- _EXERCISE DIRECTIONS_
According to the excerpt about preparing for a birth, what portion of the childbirth prep classes has the writer completed?

- _EXCERPT_

Puppy videos posted to Facebook are killing me. I just watched a yellow lab make friends with a toddler born with Down Syndrome, and I pretty much lost my shit and got down on the floor to hug Rodney. No more doggie videos until after this baby is born. It’s distracting for me and makes my dog wonder what’s wrong. You know, what’s wrong in addition to all the moving, all the new smells, all the contractors going in and out of the house, all the schedule changes, and all the pillows now preventing him from sleeping between us at night.
So, we’re taking childbirth prep classes, and every single birth story leaves me in tears. We’re 75% done with these classes, and every week, I’m the cliche wiping my eyes when the lights come back up. I don’t know how much of it is hormones and how much of it is coming through the universal umbilical cord tying all birth experiences together in some way, but I can guarantee that I will be a giant snotty mess when they lay this kid on my chest. (I have never been a pretty crier.) I want pictures of these coming moments…and I also kind of don’t. I’ll take them anyway.

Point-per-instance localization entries
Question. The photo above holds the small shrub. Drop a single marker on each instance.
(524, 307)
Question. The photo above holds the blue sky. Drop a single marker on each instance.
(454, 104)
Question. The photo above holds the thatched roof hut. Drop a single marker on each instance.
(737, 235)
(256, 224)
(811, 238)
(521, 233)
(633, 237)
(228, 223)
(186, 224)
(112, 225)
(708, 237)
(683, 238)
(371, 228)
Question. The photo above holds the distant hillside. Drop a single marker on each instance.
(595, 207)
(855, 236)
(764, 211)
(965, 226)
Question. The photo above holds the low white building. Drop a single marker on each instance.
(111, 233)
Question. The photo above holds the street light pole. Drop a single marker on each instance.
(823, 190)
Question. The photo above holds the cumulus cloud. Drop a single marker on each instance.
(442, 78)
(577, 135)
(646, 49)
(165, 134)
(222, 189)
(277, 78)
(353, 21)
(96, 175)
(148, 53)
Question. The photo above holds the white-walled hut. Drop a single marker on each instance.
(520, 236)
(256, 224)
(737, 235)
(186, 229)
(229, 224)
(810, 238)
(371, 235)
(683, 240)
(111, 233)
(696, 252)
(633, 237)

- _YOUR RESPONSE_
75% of them.